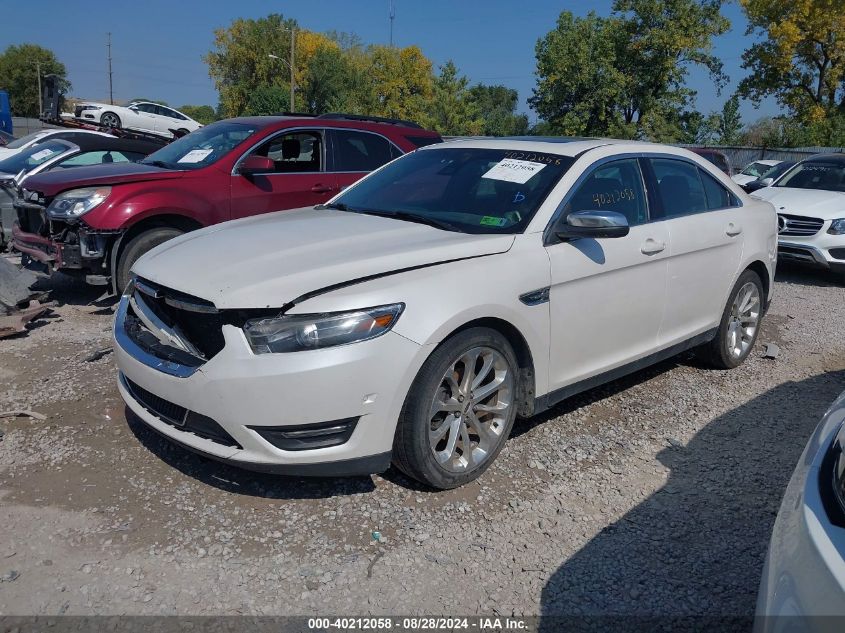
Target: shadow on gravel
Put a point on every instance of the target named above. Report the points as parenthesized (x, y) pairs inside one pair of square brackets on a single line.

--

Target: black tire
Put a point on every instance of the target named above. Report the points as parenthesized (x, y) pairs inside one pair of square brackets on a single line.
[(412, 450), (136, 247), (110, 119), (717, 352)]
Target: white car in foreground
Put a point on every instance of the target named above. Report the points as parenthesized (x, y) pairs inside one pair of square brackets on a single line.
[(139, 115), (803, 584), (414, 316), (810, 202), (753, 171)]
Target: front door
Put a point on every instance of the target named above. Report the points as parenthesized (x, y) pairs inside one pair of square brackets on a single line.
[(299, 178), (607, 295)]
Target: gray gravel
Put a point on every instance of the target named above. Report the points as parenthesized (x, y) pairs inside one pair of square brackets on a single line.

* Short problem
Could you gather and copy out every line of the data above that contains the string "gravel"? Case matters, so count only matches with the same capitalization.

* Solution below
Target: shadow on gravel
Target: gray gravel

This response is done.